#### Problem to solve:
Write out the rows below line for line, with no changes.

[Stored records]
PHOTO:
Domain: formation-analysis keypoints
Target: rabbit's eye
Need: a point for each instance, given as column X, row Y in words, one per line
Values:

#### Answer to this problem:
PHOTO:
Domain: formation-analysis keypoints
Target: rabbit's eye
Need: a point for each instance, given as column X, row Y in words, one per line
Values:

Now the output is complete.